Mobility and Accessibility in Fashion Production
The implementation of a clothing line built on the foundation of traditional Adanwonmase weaving practices allows for a greater degree of mobility in the design and creation of garments. Given that artisans can work from their communal homes, they are not bound by the constraints of typical garment factories. This flexibility is particularly important in challenging socio-economic contexts, where public health crises, like the COVID-19 pandemic, disrupt established supply chains and production methods. Craftsmanship that can be pursued at home allows artisans to contribute to their communities while managing their personal responsibilities.
Moreover, the use of repurposed materials lowers production costs, making high-quality, handcrafted textiles more accessible to a broader audience. This affordability creates a potential avenue for consumers from diverse socio-economic backgrounds to engage with sustainable fashion ethically. Society is increasingly motivated to support sustainable brands that prioritise transparency and environmental responsibility (Joy et al., 2020). As awareness regarding the implications of fast fashion grows, the model of communal production can be a vital bridge connecting traditional craftsmanship with modern consumer demands.
Preserving Cultural Heritage and Identity
Beyond environmental and economic advantages, preserving traditional knowledge systems can be a powerful means of fostering cultural identity. The act of weaving Kente using repurposed fabrics is not merely a methodology; it embodies a narrative interwoven with history and community (Nkrumah, 2021). By promoting the practices of artisans from Adanwonmase, consumers and designers alike can better appreciate the stories and teachings embedded in these textiles.
The intergenerational knowledge that characterises African weaving traditions contributes to the collective memory of the community. As the younger generation observes skilled artisans in their craft, they are invited to inherit not just techniques but also the values surrounding sustainability, creativity, and respect for the environment (Kingsley, 2022). Reviving these folk practices while embracing modern challenges is integral to a broader narrative of cultural preservation in an increasingly homogenised global society.

ACTIONS TO TAKE:
(A) According to the text on Adanwonmase weaving, what does using repurposed materials lower?
(B) Reproduce the part of the text on Adanwonmase weaving starting with "Mobility and Accessibility" and going on through "their personal responsibilities.".
The data that comes next is separate material with no connection to the text on Adanwonmase weaving.

GIVEN INFORMATION:
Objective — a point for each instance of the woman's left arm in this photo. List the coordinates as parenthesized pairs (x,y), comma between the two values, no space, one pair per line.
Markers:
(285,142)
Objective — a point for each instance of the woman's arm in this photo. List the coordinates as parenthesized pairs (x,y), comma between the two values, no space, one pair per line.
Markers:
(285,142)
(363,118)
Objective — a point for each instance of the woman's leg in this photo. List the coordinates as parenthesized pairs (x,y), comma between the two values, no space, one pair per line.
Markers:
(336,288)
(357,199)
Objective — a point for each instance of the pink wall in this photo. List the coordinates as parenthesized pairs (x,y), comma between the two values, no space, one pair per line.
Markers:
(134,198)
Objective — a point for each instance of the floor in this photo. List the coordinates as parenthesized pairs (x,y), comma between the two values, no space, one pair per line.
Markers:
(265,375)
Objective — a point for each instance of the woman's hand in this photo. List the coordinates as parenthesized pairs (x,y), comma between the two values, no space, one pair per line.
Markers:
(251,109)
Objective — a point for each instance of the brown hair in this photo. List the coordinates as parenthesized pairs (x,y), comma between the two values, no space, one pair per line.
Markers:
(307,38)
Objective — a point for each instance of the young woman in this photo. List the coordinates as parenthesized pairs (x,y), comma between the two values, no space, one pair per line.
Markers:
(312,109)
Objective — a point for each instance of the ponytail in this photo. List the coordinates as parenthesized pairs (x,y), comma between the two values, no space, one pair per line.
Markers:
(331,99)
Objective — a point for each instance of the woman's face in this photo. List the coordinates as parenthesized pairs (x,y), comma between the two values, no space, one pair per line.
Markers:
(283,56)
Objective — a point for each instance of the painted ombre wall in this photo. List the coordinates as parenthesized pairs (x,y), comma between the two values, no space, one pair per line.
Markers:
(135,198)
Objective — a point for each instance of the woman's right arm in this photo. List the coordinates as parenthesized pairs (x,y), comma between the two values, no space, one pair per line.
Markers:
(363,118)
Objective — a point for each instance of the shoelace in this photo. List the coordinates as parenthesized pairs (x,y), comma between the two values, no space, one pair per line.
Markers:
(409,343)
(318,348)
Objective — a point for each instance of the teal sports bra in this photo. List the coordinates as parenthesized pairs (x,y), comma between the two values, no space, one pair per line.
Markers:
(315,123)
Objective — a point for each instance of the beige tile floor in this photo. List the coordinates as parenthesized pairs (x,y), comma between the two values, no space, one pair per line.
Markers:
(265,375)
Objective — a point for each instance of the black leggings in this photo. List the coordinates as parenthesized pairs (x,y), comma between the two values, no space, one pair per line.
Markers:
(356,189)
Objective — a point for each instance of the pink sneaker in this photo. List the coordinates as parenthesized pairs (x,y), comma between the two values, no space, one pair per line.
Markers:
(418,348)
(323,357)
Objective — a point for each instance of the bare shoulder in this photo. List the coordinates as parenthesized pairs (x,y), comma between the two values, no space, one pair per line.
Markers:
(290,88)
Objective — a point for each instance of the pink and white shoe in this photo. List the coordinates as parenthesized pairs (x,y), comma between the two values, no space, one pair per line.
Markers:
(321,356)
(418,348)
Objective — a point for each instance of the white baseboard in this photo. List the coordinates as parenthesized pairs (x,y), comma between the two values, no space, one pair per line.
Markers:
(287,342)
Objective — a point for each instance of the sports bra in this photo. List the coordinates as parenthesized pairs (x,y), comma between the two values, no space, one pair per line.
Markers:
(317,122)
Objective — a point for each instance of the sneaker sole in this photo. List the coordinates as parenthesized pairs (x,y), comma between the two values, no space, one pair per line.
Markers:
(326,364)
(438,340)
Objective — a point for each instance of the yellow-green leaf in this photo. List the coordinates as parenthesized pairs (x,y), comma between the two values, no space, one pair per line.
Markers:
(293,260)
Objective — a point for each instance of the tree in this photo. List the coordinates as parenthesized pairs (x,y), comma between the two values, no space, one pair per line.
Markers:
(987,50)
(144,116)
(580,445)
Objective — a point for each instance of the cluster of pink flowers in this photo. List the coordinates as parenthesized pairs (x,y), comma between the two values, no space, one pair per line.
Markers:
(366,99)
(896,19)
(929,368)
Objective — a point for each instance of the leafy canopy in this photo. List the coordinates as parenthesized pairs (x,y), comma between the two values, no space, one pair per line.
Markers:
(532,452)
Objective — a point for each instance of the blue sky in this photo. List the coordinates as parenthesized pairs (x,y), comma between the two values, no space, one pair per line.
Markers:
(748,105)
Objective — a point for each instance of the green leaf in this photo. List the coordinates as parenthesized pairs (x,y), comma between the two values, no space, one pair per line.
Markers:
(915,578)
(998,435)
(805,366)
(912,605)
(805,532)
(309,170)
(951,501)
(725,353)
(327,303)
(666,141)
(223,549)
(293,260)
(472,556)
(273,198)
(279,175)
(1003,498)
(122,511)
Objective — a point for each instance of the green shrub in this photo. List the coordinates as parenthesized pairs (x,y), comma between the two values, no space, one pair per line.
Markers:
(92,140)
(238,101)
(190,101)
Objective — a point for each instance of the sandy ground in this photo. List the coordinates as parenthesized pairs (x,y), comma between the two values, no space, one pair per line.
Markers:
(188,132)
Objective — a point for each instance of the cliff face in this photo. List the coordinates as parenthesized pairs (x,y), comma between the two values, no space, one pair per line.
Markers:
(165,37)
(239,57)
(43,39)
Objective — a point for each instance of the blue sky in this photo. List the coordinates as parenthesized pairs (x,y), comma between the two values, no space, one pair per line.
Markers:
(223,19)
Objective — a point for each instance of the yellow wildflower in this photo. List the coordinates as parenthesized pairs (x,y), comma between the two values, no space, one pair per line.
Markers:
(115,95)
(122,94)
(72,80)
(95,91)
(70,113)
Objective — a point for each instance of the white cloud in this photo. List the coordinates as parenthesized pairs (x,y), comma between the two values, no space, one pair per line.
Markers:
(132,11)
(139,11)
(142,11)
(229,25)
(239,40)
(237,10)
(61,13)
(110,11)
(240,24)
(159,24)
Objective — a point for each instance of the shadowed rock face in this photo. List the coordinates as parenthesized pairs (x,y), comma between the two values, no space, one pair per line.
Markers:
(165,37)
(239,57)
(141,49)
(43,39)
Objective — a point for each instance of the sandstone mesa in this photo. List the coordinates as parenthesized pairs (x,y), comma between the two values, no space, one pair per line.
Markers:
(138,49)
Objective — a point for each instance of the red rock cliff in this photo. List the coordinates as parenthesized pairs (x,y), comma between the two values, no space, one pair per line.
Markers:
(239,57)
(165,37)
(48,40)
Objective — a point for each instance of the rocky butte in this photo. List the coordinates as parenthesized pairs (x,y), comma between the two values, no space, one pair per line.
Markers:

SOLUTIONS FOR EACH TASK:
(A) Production costs.

(B)
Mobility and Accessibility in Fashion Production
The implementation of a clothing line built on the foundation of traditional Adanwonmase weaving practices allows for a greater degree of mobility in the design and creation of garments. Given that artisans can work from their communal homes, they are not bound by the constraints of typical garment factories. This flexibility is particularly important in challenging socio-economic contexts, where public health crises, like the COVID-19 pandemic, disrupt established supply chains and production methods. Craftsmanship that can be pursued at home allows artisans to contribute to their communities while managing their personal responsibilities.